> _SET PROBLEM_
Rewrite the entries from the line that contains "TARGET = gray blazer" through the end of the entries as a JSON list of strings. Include both the starting line and the final line, give one string per line, leave out any blank lines, and include no other lines.

[Source records]
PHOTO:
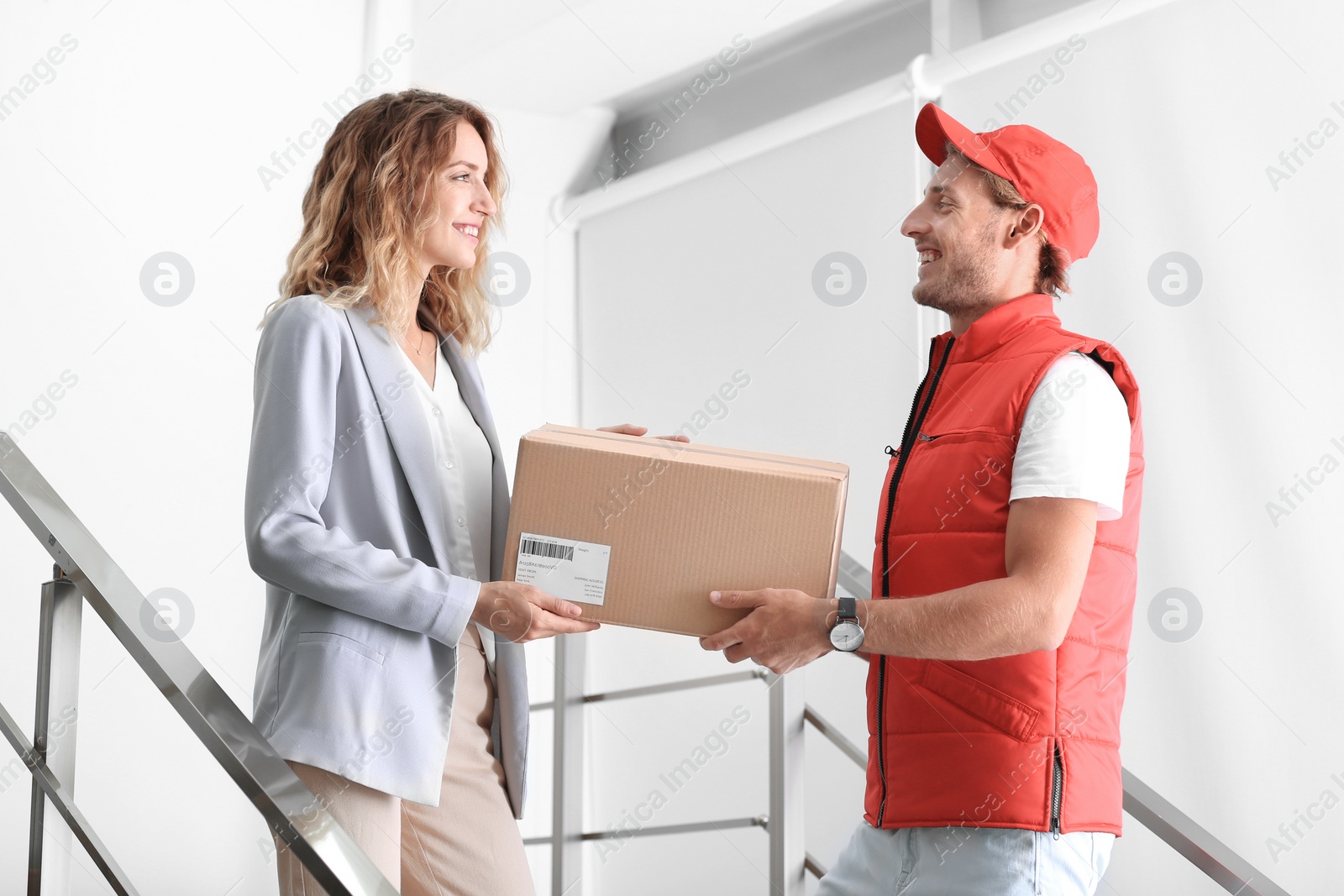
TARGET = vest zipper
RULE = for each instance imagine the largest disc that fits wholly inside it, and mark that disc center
(913, 425)
(1058, 793)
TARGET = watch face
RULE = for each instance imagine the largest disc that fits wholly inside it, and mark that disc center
(847, 636)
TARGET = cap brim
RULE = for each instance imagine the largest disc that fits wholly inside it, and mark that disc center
(934, 128)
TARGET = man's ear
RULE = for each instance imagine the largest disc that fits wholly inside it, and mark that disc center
(1023, 224)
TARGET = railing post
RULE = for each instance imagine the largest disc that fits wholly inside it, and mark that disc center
(54, 728)
(568, 786)
(788, 852)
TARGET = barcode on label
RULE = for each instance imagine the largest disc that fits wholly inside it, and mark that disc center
(548, 550)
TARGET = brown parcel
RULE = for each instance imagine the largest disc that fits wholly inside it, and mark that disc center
(640, 530)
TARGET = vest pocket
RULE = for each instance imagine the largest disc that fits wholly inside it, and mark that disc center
(984, 701)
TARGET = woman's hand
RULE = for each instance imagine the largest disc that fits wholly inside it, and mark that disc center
(524, 613)
(631, 429)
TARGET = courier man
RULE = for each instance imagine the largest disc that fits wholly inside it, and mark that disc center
(1005, 571)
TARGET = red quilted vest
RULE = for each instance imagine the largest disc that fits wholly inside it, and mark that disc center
(1028, 741)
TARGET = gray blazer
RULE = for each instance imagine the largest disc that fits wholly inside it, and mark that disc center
(344, 524)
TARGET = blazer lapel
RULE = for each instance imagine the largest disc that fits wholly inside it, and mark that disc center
(405, 422)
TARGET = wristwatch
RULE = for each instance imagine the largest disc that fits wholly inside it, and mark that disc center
(846, 631)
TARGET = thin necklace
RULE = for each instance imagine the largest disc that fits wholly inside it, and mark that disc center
(417, 344)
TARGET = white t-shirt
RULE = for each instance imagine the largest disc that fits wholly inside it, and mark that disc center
(1074, 438)
(463, 459)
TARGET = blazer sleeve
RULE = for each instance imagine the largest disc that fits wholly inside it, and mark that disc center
(288, 543)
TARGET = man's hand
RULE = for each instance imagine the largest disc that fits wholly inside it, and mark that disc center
(786, 629)
(631, 429)
(524, 613)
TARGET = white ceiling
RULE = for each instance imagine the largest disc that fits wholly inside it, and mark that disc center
(561, 55)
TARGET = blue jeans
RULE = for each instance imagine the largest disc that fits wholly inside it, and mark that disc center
(968, 862)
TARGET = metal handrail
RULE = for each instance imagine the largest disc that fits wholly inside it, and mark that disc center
(235, 743)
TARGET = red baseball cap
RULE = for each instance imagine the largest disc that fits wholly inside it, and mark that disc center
(1043, 170)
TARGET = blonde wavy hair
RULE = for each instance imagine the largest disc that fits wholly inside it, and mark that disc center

> _OUTPUT FOR THIS EXERCISE_
[
  "TARGET = gray blazer",
  "RULE = for each instance imagine the largest disc that fits wholly inside it, and mark that disc center",
  "(344, 524)",
  "TARGET = blazer lapel",
  "RULE = for each instance imagine the largest disc that fits wholly inside it, and mark that disc center",
  "(405, 422)",
  "TARGET = wristwatch",
  "RULE = for each instance imagine the largest disc that fits wholly inside it, and mark that disc center",
  "(846, 631)",
  "TARGET = thin necklace",
  "RULE = for each instance imagine the largest disc that fits wholly inside it, and mark that disc center",
  "(417, 344)",
  "TARGET = white t-shirt",
  "RULE = for each instance imagine the largest disc that fits wholly inside it, and mark that disc center",
  "(1074, 438)",
  "(463, 459)",
  "TARGET = blazer sleeve",
  "RULE = for each instance imagine the largest disc that fits wholly inside it, and mark that disc center",
  "(288, 543)",
  "TARGET = man's hand",
  "RULE = for each instance imagine the largest disc that fits wholly inside it, and mark that disc center",
  "(786, 629)",
  "(631, 429)",
  "(524, 613)",
  "TARGET = white ceiling",
  "RULE = for each instance imagine the largest disc that fits wholly inside it, and mark that disc center",
  "(561, 55)",
  "TARGET = blue jeans",
  "RULE = for each instance imagine the largest disc that fits wholly inside it, and mark that disc center",
  "(968, 862)",
  "TARGET = metal handrail",
  "RULE = for each instance imagine the largest disc that fits wholly inside it, and mark that disc center",
  "(235, 743)",
  "TARGET = red baseball cap",
  "RULE = for each instance imagine the largest disc that fits wholly inside it, and mark that disc center",
  "(1043, 170)",
  "TARGET = blonde wavy hair",
  "RULE = for each instance imagine the largest disc that fits wholly inside it, and mark that disc center"
]